▶ Aim
Substitute "Object" for "Target" everywhere in the lines below and give them back otherwise unchanged, without the pictures.

================================

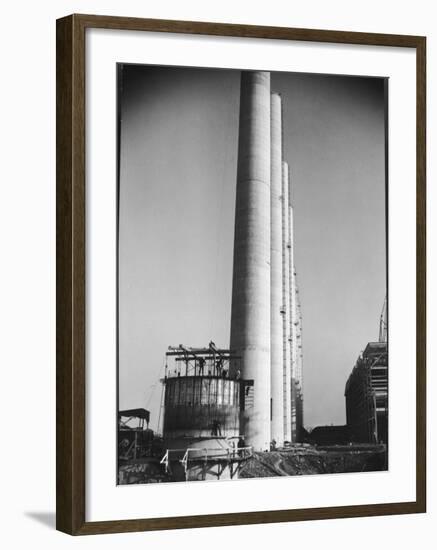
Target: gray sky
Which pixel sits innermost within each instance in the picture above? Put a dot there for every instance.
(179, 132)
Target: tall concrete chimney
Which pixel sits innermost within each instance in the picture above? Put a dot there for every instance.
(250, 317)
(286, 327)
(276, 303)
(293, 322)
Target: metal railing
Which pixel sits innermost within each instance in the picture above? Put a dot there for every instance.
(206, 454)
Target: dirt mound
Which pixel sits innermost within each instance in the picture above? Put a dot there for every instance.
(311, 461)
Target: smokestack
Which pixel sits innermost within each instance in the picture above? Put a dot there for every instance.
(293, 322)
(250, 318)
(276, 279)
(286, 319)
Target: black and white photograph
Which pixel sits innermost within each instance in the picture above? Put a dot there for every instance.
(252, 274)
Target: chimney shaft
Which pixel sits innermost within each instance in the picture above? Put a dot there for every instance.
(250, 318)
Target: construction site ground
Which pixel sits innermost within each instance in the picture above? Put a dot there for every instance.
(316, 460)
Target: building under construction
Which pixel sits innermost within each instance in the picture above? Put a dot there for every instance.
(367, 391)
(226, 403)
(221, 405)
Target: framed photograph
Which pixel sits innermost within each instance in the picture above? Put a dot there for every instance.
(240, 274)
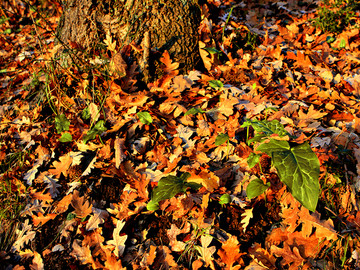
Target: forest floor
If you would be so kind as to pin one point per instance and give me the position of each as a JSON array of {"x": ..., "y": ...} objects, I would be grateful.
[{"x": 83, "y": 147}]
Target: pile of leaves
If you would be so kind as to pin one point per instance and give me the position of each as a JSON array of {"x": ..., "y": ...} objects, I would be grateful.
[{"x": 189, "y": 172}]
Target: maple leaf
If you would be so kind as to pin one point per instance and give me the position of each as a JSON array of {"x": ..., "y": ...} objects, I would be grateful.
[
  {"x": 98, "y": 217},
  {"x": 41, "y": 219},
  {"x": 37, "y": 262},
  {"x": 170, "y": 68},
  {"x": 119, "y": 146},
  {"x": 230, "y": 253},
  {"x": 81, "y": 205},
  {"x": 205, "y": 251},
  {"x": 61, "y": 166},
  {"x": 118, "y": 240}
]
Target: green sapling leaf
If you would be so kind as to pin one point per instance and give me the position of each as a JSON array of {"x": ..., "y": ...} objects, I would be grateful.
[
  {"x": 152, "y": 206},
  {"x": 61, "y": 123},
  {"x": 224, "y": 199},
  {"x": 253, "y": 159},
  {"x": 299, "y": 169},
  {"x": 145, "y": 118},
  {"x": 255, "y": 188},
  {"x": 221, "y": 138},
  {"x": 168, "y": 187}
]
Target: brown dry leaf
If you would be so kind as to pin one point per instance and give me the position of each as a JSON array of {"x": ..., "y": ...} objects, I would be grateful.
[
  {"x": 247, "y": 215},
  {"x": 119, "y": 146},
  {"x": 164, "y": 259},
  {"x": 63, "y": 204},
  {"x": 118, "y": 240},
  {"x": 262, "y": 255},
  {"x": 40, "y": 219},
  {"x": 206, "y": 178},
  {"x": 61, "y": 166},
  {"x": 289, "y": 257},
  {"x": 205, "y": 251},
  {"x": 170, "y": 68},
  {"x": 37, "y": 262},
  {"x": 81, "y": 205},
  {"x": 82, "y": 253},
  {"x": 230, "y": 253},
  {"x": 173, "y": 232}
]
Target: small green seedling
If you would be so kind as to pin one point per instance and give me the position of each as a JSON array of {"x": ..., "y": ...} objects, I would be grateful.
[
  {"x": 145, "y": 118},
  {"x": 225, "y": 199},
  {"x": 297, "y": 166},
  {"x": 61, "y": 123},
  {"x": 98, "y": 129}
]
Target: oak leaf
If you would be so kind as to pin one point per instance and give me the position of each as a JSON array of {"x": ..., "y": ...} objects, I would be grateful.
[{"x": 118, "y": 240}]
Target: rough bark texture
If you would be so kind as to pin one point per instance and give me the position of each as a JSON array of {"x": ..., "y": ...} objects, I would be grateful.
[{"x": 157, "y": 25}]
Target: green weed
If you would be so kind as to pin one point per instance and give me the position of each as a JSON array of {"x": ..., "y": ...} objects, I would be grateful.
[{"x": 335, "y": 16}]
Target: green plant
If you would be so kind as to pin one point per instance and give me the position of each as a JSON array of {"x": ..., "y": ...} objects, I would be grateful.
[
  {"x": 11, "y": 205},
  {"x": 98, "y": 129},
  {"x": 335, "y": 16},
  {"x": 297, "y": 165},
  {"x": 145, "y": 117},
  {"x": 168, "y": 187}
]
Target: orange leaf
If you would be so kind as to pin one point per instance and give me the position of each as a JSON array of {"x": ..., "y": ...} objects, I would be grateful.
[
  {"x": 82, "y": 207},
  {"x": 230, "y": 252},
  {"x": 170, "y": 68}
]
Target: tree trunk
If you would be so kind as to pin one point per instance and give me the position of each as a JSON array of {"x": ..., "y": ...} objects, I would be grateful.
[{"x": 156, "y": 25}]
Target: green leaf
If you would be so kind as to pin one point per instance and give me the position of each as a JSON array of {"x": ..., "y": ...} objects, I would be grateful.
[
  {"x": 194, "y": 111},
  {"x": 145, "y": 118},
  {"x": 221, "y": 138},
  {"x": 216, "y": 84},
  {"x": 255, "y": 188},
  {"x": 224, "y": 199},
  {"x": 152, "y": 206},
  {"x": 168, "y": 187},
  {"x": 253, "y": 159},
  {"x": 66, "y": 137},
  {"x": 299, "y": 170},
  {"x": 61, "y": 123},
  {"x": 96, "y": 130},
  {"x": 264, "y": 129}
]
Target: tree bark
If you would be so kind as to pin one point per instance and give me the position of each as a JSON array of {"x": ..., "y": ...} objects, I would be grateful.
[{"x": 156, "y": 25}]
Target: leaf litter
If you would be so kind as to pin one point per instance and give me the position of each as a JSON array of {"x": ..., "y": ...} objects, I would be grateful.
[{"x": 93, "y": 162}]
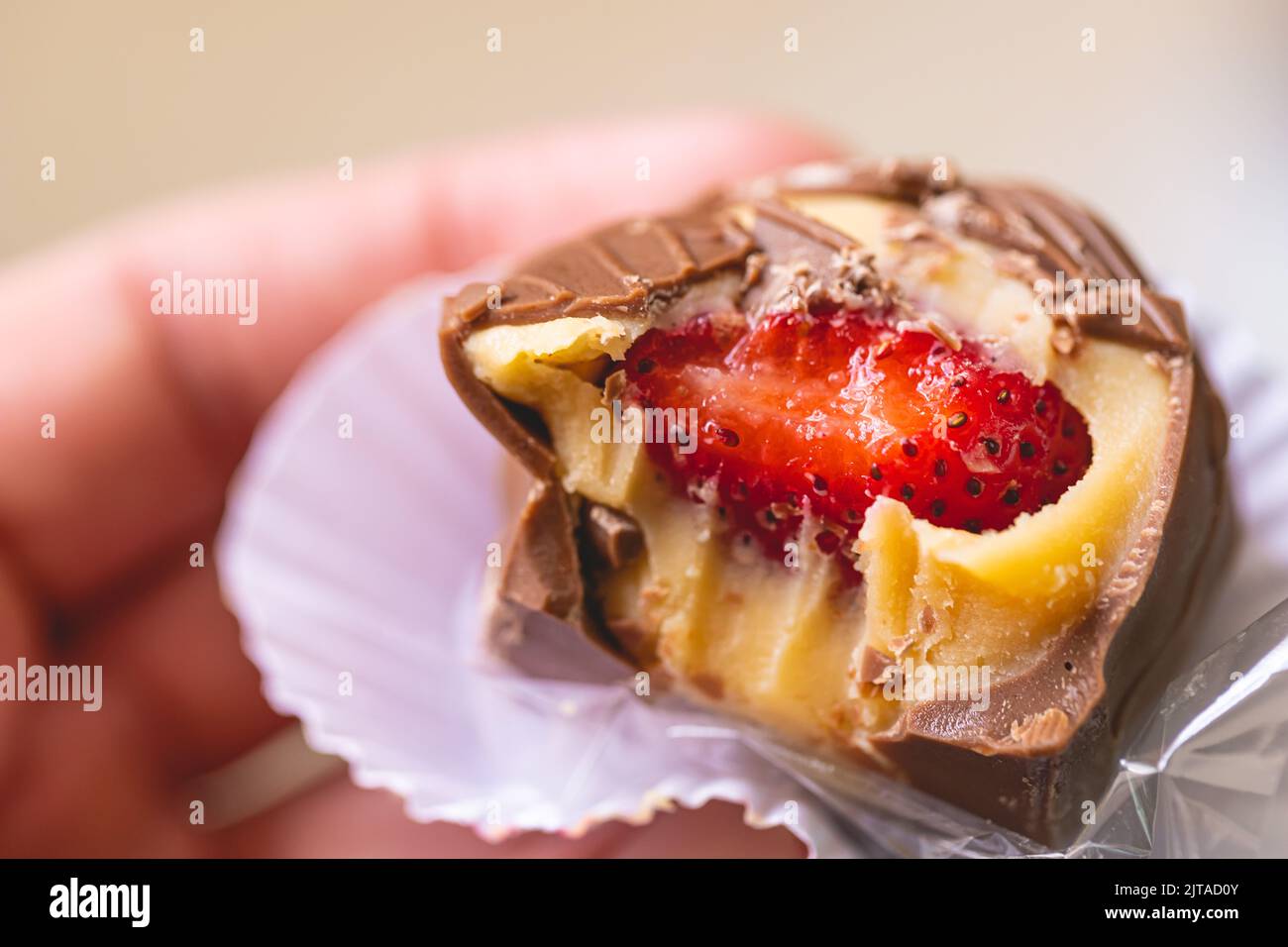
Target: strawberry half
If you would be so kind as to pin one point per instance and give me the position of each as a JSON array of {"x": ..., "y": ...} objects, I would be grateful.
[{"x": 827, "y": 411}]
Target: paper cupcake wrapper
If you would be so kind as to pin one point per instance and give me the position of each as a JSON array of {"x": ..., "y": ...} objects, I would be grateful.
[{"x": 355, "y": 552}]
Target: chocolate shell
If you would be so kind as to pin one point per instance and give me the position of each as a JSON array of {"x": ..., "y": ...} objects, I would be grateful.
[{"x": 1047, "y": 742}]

================================

▶ Task solution
Object: gray sky
Which pixel sits innermost within each instance in the picture above? Put a dot there for every instance.
(179, 132)
Object: tall concrete chimney
Which pixel sits innermost within each instance in the picture above? Put a dot there for every instance.
(250, 317)
(286, 327)
(276, 303)
(293, 322)
Object: metal railing
Which pixel sits innermost within each instance in the picture above? Put a dot there for every instance.
(206, 454)
Object: dirt mound
Which pixel sits innermost within each instance in the picture above? Put a dot there for every instance.
(311, 461)
Object: smokestack
Which pixel sits innermost within each instance in the picture above? Put a dot there for every instance.
(293, 322)
(250, 318)
(276, 279)
(286, 319)
Object: black and white photograph
Which pixel sits innermost within each instance in the picture above? Put a dot there for every instance.
(252, 274)
Object: chimney shaft
Which pixel sits innermost within each instance in the picture above? Put a dot there for every instance.
(250, 318)
Object: construction site ground
Which pixel sits innermost within each instance in the picture above? Put a dot there for every instance.
(316, 460)
Object: building under construction
Which pixel sits innermost within each instance in the picture above? Put a dot there for every instance.
(367, 391)
(226, 403)
(221, 405)
Object: framed photograph
Which pixel sits innermost within each instance in the picture above? Put a dot there for every instance.
(240, 274)
Object: forest floor
If you would be so kind as to pin one point per instance and give me the position of each as a JSON array of {"x": ..., "y": ...} objects, I would be grateful.
[{"x": 83, "y": 147}]
Object: pile of leaves
If you would be so kind as to pin one point per instance and give me the position of each as a JSON array of {"x": ..., "y": ...} objects, I would be grateful.
[{"x": 189, "y": 172}]
Object: maple leaf
If you would be so kind as to pin one point per instance and give me the position of each as a JSON array of {"x": ..., "y": ...} objects, I would be grateful.
[
  {"x": 98, "y": 217},
  {"x": 41, "y": 219},
  {"x": 37, "y": 262},
  {"x": 170, "y": 68},
  {"x": 119, "y": 146},
  {"x": 230, "y": 253},
  {"x": 81, "y": 205},
  {"x": 205, "y": 251},
  {"x": 61, "y": 166},
  {"x": 118, "y": 240}
]
Object: green sapling leaf
If you would be so kind as to pin one point per instance and give me the position of each as a JSON array of {"x": ..., "y": ...} objects, I would be grateful.
[
  {"x": 152, "y": 206},
  {"x": 61, "y": 123},
  {"x": 224, "y": 199},
  {"x": 253, "y": 159},
  {"x": 299, "y": 169},
  {"x": 145, "y": 118},
  {"x": 255, "y": 188},
  {"x": 221, "y": 138},
  {"x": 168, "y": 187}
]
Object: brown dry leaf
If you would be so kind as to pin one point per instance and give me the position of each as a JSON array of {"x": ..., "y": ...} objects, I would be grateful.
[
  {"x": 247, "y": 215},
  {"x": 119, "y": 146},
  {"x": 164, "y": 259},
  {"x": 63, "y": 204},
  {"x": 118, "y": 240},
  {"x": 262, "y": 255},
  {"x": 40, "y": 219},
  {"x": 206, "y": 178},
  {"x": 61, "y": 166},
  {"x": 289, "y": 257},
  {"x": 205, "y": 251},
  {"x": 170, "y": 68},
  {"x": 37, "y": 262},
  {"x": 81, "y": 205},
  {"x": 82, "y": 253},
  {"x": 230, "y": 253},
  {"x": 173, "y": 232}
]
Object: small green seedling
If you would be so kind as to pin one point per instance and give me the position of each as a JSON array of {"x": ..., "y": ...} objects, I would be grateful.
[
  {"x": 145, "y": 118},
  {"x": 225, "y": 199},
  {"x": 297, "y": 166},
  {"x": 61, "y": 123},
  {"x": 98, "y": 129}
]
Object: oak leaf
If you would be so kind as to pin one point per instance and give me the position of each as a JSON array of {"x": ..., "y": ...} objects, I would be grateful.
[{"x": 118, "y": 240}]
Object: rough bark texture
If you would be so kind as to pin one point per instance and give me the position of each as a JSON array of {"x": ..., "y": ...} objects, I would be grateful.
[{"x": 157, "y": 25}]
Object: green weed
If you would be so kind as to pin one point per instance and give me the position of each as a JSON array of {"x": ..., "y": ...} objects, I would be grateful.
[{"x": 335, "y": 16}]
Object: green plant
If you would be so kind as to pin one point per instance and give me the position of each as a JSON array of {"x": ..., "y": ...} objects, I would be grateful.
[
  {"x": 11, "y": 205},
  {"x": 98, "y": 129},
  {"x": 335, "y": 16},
  {"x": 297, "y": 165},
  {"x": 145, "y": 117},
  {"x": 168, "y": 187}
]
Object: orange leaf
If you would be so kind as to pin one point per instance and give me the position of each as a JSON array of {"x": ..., "y": ...} objects, I would be grateful.
[
  {"x": 82, "y": 207},
  {"x": 230, "y": 252},
  {"x": 170, "y": 68}
]
Object: tree trunk
If you would be so kind as to pin one point per instance and give me the position of each as a JSON array of {"x": ..., "y": ...} objects, I would be grateful.
[{"x": 156, "y": 25}]
Object: green leaf
If you would be so kind as to pin one point per instance and give me the position of each as a JSON array of {"x": ..., "y": ...} objects, I would be grateful.
[
  {"x": 194, "y": 111},
  {"x": 145, "y": 118},
  {"x": 221, "y": 138},
  {"x": 216, "y": 84},
  {"x": 255, "y": 188},
  {"x": 224, "y": 199},
  {"x": 152, "y": 206},
  {"x": 168, "y": 187},
  {"x": 253, "y": 159},
  {"x": 66, "y": 137},
  {"x": 299, "y": 170},
  {"x": 61, "y": 123},
  {"x": 96, "y": 130},
  {"x": 264, "y": 129}
]
Object: tree bark
If you would be so kind as to pin one point per instance and give me the position of each as a JSON array of {"x": ..., "y": ...} objects, I would be grateful.
[{"x": 156, "y": 25}]
Object: leaf litter
If you would be so kind as to pin one point per instance and give me the position of each as a JSON array of {"x": ..., "y": ...} objects, I would be grateful.
[{"x": 93, "y": 162}]
Object: strawberry half
If you would be so kind as to pin one point per instance and give me the position of each as a JSON array of {"x": ..., "y": ...} objects, I would be grateful.
[{"x": 827, "y": 411}]
Object: paper cupcake wrapper
If you would be so kind as to pin one point per instance and give me the position of each as a JSON array of {"x": ..., "y": ...} objects, I would be grateful.
[{"x": 355, "y": 552}]
Object: chocolate shell
If you would be so kind as to pin one point per instance and give me the position of each as a JSON array of {"x": ..., "y": ...} objects, I would be grateful.
[{"x": 1047, "y": 742}]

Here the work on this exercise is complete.